- _Task prompt_
Copy every one of the records below word for word, leaving each line unchanged.

- _Task input_
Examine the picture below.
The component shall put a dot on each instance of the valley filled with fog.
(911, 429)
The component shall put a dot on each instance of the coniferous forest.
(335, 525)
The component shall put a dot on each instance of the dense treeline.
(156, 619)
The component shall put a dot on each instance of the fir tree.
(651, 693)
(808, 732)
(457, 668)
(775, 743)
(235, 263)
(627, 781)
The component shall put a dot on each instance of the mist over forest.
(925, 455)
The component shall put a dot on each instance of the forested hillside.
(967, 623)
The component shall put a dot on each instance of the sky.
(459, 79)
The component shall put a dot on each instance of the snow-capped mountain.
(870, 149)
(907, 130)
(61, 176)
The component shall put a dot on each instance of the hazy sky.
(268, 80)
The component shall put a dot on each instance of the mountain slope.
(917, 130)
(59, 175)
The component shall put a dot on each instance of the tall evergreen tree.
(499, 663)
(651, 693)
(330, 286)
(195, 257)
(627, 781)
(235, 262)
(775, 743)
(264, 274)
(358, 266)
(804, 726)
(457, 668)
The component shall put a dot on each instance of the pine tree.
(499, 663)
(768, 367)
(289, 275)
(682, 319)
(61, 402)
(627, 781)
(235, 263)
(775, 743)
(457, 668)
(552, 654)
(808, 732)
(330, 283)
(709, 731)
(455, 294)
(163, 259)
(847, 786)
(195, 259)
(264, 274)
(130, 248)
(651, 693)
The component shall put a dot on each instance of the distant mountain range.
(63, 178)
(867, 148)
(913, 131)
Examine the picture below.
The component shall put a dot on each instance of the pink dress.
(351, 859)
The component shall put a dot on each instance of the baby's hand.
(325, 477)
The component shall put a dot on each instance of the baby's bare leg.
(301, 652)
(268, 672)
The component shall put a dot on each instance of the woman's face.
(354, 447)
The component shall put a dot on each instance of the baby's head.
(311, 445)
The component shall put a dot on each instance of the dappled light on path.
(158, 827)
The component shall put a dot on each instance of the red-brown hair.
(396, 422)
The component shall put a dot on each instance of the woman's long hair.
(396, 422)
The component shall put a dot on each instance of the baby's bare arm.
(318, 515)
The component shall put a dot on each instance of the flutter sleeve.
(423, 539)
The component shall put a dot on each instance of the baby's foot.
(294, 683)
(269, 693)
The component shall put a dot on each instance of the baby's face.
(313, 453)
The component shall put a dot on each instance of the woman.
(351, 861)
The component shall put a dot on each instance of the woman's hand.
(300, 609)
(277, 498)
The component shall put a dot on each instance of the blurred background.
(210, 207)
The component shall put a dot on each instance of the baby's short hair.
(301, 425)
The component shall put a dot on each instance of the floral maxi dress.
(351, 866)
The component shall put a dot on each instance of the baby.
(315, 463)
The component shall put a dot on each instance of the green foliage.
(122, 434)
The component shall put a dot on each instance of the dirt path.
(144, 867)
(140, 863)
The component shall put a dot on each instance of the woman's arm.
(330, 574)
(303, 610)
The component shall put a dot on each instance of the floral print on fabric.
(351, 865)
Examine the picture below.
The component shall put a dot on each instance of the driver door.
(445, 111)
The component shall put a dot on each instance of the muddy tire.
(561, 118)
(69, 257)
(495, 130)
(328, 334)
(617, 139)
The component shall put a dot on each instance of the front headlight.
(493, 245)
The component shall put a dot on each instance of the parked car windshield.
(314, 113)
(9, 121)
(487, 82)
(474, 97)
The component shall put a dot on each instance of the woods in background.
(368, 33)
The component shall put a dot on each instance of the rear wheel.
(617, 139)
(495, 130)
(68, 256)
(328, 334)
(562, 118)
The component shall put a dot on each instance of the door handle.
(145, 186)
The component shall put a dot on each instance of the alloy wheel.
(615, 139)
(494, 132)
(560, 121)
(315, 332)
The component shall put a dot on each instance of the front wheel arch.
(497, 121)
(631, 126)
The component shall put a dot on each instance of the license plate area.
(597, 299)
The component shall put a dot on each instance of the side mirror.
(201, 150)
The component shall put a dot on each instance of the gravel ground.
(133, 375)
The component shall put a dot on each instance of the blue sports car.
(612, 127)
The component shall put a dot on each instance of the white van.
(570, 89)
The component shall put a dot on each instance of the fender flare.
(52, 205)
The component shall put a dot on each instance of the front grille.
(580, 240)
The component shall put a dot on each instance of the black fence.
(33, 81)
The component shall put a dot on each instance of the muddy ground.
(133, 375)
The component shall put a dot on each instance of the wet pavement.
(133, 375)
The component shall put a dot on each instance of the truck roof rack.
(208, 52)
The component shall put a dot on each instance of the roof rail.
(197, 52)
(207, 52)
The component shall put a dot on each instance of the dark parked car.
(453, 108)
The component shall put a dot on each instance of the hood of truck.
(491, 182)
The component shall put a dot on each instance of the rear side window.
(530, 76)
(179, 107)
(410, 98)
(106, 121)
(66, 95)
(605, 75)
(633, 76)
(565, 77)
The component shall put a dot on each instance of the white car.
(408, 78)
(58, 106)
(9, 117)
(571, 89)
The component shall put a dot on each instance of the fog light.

- _Answer below_
Examine the picture below.
The component shall put a dot on each instance of the valley filled with fog.
(911, 429)
The component shall put a dot on each instance of the coniferous forest.
(335, 525)
The component shall put a dot on each instance of the dense treeline.
(156, 619)
The component shall put a dot on each instance of the fir tree.
(651, 693)
(808, 732)
(457, 668)
(775, 743)
(235, 263)
(627, 781)
The component shall put a dot on each instance of the mist over forest.
(925, 455)
The component shall put a dot on each instance of the forested hillside.
(967, 623)
The component shall put a dot on each instance of the sky.
(459, 79)
The component shall put a dot on each instance of the snow-capped mountain.
(870, 149)
(907, 130)
(61, 176)
The component shall put a dot on each instance of the hazy sky.
(268, 80)
The component shall put a dot on each instance of the mountain slope.
(917, 130)
(59, 175)
The component shall put a dot on each instance of the tall evergreen tree.
(499, 663)
(651, 693)
(330, 286)
(195, 257)
(627, 781)
(235, 262)
(775, 743)
(264, 274)
(358, 266)
(804, 726)
(457, 668)
The component shall put a dot on each instance of the pine tree.
(499, 663)
(768, 367)
(289, 275)
(682, 319)
(61, 402)
(627, 781)
(235, 263)
(775, 743)
(457, 668)
(552, 654)
(808, 732)
(330, 283)
(709, 731)
(455, 294)
(163, 259)
(847, 786)
(195, 259)
(264, 274)
(130, 248)
(651, 693)
The component shall put a dot on each instance of the distant mountain range.
(63, 178)
(867, 148)
(913, 131)
Examine the picture below.
The component shall put a dot on each instance of the pink dress.
(351, 859)
The component shall put a dot on each instance of the baby's hand.
(325, 477)
The component shall put a dot on each instance of the baby's bare leg.
(301, 652)
(268, 672)
The component shall put a dot on each instance of the woman's face.
(354, 447)
The component shall put a dot on each instance of the baby's head.
(311, 445)
The component shall put a dot on each instance of the dappled light on path.
(158, 827)
The component shall put a dot on each instance of the red-brown hair.
(396, 422)
The component shall put a dot on each instance of the woman's long hair.
(396, 422)
The component shall put a dot on each instance of the baby's bare arm.
(318, 515)
The component shall put a dot on each instance of the flutter sleeve.
(423, 539)
The component shall put a dot on each instance of the baby's foot.
(294, 683)
(269, 693)
The component shall put a dot on each instance of the baby's face.
(313, 453)
The component shall put a dot on each instance of the woman.
(351, 861)
The component shall put a dot on each instance of the woman's hand.
(300, 609)
(277, 498)
The component shall put a dot on each instance of the blurred background.
(210, 207)
The component shall put a dot on each instance of the baby's short hair.
(301, 425)
The component shall put a dot on each instance of the floral maxi dress.
(351, 866)
The component shall put a dot on each instance of the baby.
(315, 463)
The component shall put a dot on each instance of the green foliage.
(122, 434)
The component shall put a dot on each instance of the dirt path.
(144, 867)
(140, 863)
The component shall put a dot on each instance of the woman's arm.
(330, 574)
(303, 610)
The component shall put a dot on each instance of the floral print on fabric.
(351, 865)
Examine the picture below.
The component shall put a dot on each instance of the driver door.
(445, 111)
The component shall put a dot on each instance of the muddy tire.
(561, 118)
(69, 257)
(495, 130)
(328, 334)
(617, 139)
The component shall put a dot on each instance of the front headlight.
(493, 245)
The component shall put a dot on each instance of the parked car windshield.
(314, 113)
(9, 121)
(487, 82)
(474, 97)
The component shall put a dot on each instance of the woods in background.
(368, 33)
The component shall put a dot on each instance of the rear wheel.
(617, 139)
(495, 130)
(68, 256)
(328, 334)
(562, 118)
The component shall put a dot on each instance of the door handle.
(145, 186)
The component shall put a dot on each instance of the alloy wheel.
(615, 139)
(494, 132)
(560, 121)
(315, 332)
The component shall put a dot on each instance of the front wheel arch.
(497, 121)
(631, 126)
The component shall put a dot on each instance of the license plate area.
(597, 299)
The component shall put a dot on each instance of the side mirror.
(201, 150)
The component shall put a dot on each instance of the gravel ground.
(133, 375)
The component shall put a dot on each instance of the blue sports car.
(612, 127)
The component shall put a dot on each instance of the white van.
(570, 89)
The component shall put a dot on each instance of the fender flare.
(52, 205)
The component shall put a dot on each instance of the front grille.
(580, 240)
The component shall put a dot on each instance of the black fence.
(33, 81)
The component shall put a dot on each instance of the muddy ground.
(133, 375)
The component shall put a dot on each instance of the wet pavement.
(133, 375)
The component shall put a dot on each instance of the truck roof rack.
(208, 52)
The component shall put a dot on each instance of the roof rail.
(197, 52)
(207, 52)
The component shall put a dot on each instance of the dark parked car.
(453, 108)
The component shall put a dot on each instance of the hood of truck.
(491, 182)
The component shall put a dot on each instance of the rear side window.
(530, 76)
(179, 107)
(410, 98)
(106, 121)
(66, 95)
(605, 75)
(633, 76)
(565, 77)
The component shall put a dot on each instance of the white car.
(408, 78)
(58, 106)
(9, 117)
(571, 89)
The component shall put a dot on each instance of the fog light.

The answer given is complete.